## O QUE PRODUZIR:
Copie, sem qualquer alteração, a parte do texto sobre o romance "Depois do Dilúvio" que começa nas palavras "O livro centra-se" e termina logo depois de "a inúmeros perigos.".
━━ TEXTO FORNECIDO
Nestes tempos difíceis de pandemia viral e medos justificados, “Depois do Dilúvio” (Harper Collins, 2020) acrescenta grandes incertezas sobre a exacta abrangência da fragilidade do equilíbrio humano. O primeiro romance de Kassandra Montag consegue, pelo menos inicialmente, unir o drama viciante à confusão emocional, de um mundo onde a sociedade se reconstrói desde o zero.
O livro centra-se numa história na qual o nosso mundo sofreu uma transformação radical, no qual as mudanças climáticas sobre as quais os cientistas nos alertaram há anos aconteceram de facto. Depois de o oceano ter subido de forma lenta, invadindo progressivamente o continente, a água acabou por apagar do mapa as maiores cidades costeiras dos Estados Unidos da América, seguindo para o interior até só restar um arquipélago de cumes montanhosos, lugar onde proliferam colónias humanas, rodeadas por mar, de verdadeiros sobreviventes climáticos sujeitos a inúmeros perigos.
━━━━
━━ DADOS FORNECIDOS
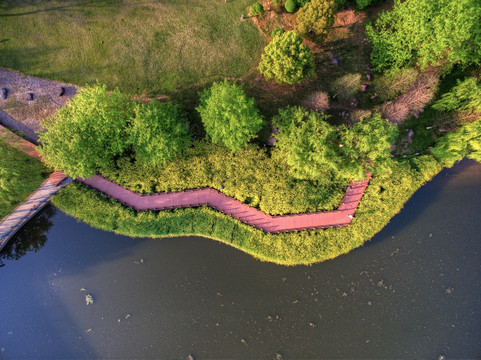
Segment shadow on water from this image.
[0,206,56,260]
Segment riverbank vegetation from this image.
[0,139,49,219]
[4,0,481,265]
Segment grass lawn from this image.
[0,139,49,219]
[0,0,265,95]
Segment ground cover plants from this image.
[3,0,481,265]
[0,139,49,219]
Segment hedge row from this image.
[52,155,442,265]
[102,140,348,215]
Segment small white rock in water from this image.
[85,294,94,305]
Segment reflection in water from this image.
[0,205,56,260]
[0,162,481,360]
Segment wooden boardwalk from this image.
[78,174,371,233]
[0,125,371,243]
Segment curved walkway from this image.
[78,174,371,233]
[0,125,371,233]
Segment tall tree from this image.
━━━━
## RESPOSTA ESCRITA:
O livro centra-se numa história na qual o nosso mundo sofreu uma transformação radical, no qual as mudanças climáticas sobre as quais os cientistas nos alertaram há anos aconteceram de facto. Depois de o oceano ter subido de forma lenta, invadindo progressivamente o continente, a água acabou por apagar do mapa as maiores cidades costeiras dos Estados Unidos da América, seguindo para o interior até só restar um arquipélago de cumes montanhosos, lugar onde proliferam colónias humanas, rodeadas por mar, de verdadeiros sobreviventes climáticos sujeitos a inúmeros perigos.